● WHAT THE EXERCISE ASKS
In the records below, retype every line from the one containing "the blurred background" through the one containing "[[396, 176]]", keeping each character unchanged.

● Excerpt from a dataset
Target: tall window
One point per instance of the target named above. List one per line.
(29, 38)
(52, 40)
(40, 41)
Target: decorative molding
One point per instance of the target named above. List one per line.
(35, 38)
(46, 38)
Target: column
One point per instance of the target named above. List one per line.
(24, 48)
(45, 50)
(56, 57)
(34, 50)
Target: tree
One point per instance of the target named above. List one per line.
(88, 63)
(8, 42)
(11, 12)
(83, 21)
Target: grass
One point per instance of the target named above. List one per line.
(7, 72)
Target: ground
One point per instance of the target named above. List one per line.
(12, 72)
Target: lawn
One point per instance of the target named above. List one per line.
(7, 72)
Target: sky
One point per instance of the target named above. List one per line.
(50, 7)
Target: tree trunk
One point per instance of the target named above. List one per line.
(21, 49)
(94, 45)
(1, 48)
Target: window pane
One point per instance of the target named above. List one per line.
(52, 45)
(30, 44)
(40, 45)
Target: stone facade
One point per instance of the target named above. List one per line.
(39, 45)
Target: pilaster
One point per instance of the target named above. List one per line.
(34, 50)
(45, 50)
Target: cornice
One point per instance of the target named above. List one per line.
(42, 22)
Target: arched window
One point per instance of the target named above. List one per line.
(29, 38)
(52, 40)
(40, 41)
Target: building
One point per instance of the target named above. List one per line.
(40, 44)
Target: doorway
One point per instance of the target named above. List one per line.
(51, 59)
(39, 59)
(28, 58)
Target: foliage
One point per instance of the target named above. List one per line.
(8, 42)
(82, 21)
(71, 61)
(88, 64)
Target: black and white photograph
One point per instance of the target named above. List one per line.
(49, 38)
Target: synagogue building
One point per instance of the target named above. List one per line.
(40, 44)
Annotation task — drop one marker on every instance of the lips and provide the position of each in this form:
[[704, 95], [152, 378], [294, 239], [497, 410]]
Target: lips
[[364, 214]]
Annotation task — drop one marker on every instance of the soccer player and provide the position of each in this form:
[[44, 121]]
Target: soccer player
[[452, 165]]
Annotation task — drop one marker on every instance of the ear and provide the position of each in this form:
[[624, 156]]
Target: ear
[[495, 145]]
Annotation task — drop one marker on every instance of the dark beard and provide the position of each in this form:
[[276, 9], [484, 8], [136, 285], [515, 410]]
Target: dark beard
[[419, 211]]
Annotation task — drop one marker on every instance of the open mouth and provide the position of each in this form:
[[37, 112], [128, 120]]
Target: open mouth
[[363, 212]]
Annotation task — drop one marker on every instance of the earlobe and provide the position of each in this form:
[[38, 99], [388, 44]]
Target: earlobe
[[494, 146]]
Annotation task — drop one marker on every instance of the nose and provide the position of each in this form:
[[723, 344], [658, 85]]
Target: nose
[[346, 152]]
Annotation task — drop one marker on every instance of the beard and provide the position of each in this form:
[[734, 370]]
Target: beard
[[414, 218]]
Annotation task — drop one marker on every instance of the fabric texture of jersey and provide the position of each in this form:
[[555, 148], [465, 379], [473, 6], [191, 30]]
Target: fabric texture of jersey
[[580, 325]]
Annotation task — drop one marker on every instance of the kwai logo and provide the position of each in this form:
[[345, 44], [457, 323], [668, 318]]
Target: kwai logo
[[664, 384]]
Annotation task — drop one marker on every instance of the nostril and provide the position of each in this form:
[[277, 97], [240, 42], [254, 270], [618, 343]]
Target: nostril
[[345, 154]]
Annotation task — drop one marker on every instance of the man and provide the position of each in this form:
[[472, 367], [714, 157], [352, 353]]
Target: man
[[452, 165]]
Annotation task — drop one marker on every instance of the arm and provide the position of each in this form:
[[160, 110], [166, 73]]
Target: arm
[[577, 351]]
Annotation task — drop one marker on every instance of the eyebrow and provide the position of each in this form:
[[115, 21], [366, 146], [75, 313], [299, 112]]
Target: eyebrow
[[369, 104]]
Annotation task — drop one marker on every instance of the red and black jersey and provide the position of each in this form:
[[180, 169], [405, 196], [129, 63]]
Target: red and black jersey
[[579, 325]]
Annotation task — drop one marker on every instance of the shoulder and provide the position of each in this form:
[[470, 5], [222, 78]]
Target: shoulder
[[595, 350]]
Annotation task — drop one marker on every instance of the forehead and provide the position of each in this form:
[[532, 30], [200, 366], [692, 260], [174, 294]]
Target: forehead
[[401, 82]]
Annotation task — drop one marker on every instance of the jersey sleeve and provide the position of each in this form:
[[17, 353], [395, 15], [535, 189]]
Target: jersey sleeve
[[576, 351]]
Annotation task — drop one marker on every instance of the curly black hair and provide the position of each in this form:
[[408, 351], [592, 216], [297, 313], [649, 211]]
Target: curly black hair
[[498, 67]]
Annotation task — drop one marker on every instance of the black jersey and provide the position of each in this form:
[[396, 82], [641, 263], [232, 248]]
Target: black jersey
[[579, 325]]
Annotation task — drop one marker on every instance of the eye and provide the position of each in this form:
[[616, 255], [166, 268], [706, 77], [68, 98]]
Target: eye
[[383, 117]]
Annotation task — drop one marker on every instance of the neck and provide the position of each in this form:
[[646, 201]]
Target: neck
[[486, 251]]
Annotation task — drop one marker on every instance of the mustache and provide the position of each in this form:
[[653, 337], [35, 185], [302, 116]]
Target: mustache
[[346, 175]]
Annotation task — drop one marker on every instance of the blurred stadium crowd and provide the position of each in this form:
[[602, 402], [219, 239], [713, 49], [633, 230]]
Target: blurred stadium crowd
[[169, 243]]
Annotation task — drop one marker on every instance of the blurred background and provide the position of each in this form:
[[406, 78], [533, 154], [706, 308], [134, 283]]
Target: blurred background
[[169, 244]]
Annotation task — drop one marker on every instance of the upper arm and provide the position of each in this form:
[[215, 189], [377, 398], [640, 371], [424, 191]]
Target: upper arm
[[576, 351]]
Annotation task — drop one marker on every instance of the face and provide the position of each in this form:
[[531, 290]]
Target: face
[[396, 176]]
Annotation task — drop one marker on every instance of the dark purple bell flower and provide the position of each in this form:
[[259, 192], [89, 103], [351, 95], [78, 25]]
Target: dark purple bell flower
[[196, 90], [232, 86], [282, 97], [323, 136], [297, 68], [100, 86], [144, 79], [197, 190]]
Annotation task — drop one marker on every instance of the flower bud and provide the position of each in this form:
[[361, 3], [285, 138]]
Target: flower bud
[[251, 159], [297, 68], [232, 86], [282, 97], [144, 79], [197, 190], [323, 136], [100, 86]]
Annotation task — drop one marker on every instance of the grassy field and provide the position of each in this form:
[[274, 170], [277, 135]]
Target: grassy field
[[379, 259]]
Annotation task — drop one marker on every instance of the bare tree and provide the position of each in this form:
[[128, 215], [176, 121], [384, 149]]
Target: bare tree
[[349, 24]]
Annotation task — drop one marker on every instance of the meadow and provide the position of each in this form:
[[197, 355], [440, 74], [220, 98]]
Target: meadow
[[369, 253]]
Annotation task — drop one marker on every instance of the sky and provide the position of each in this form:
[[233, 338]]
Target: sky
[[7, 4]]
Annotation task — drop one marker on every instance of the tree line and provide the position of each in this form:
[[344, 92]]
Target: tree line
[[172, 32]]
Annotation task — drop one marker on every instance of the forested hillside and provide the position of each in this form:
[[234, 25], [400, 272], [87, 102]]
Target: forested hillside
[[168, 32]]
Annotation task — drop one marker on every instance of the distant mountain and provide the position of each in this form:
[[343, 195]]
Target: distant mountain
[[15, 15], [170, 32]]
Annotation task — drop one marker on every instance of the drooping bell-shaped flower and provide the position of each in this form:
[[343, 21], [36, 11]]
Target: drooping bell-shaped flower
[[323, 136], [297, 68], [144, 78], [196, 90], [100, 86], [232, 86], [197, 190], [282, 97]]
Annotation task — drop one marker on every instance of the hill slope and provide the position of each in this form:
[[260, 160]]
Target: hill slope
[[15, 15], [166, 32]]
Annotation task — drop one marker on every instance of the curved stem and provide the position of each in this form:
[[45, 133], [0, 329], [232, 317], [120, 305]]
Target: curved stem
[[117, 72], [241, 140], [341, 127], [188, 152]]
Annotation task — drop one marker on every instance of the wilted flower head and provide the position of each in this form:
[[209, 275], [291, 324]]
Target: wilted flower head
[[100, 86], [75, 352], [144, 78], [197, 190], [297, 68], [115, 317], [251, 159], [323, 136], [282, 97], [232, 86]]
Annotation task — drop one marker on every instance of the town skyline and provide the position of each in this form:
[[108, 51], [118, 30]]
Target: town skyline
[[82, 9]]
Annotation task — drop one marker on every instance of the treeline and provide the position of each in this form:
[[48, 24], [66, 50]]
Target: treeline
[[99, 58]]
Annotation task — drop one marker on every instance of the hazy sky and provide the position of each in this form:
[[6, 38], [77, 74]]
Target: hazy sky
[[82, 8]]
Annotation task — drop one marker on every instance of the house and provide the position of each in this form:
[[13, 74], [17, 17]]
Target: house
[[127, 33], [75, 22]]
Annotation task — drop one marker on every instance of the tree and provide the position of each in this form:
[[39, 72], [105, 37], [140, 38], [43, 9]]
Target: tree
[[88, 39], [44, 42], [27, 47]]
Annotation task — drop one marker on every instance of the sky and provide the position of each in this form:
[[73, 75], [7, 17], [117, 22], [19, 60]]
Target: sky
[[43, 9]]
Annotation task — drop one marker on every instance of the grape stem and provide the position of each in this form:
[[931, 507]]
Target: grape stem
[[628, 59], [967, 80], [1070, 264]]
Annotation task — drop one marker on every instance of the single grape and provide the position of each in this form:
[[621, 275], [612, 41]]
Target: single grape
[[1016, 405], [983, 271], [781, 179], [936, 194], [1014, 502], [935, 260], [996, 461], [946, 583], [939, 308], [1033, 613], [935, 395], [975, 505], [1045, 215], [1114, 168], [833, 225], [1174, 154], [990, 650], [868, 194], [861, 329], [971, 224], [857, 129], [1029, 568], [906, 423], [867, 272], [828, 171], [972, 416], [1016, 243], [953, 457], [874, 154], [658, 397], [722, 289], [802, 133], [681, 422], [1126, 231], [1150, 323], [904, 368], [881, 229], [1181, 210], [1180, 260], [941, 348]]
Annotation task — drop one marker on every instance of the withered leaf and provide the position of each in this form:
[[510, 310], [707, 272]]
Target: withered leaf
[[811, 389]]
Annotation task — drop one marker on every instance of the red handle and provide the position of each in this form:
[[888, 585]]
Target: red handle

● REPLY TO THE TASK
Annotation task — drop one marker on every instance of the blurred background and provide the position of each in this form:
[[406, 78], [533, 154], [706, 308], [134, 283]]
Target: blurred background
[[169, 244]]
Annotation task — drop one marker on every instance of the upper arm and provide the position of each in this form:
[[215, 189], [377, 398], [640, 371], [424, 191]]
Target: upper arm
[[576, 351]]
Annotation task — drop one marker on every instance of the face and provide the position of each in this form:
[[531, 290]]
Target: face
[[396, 176]]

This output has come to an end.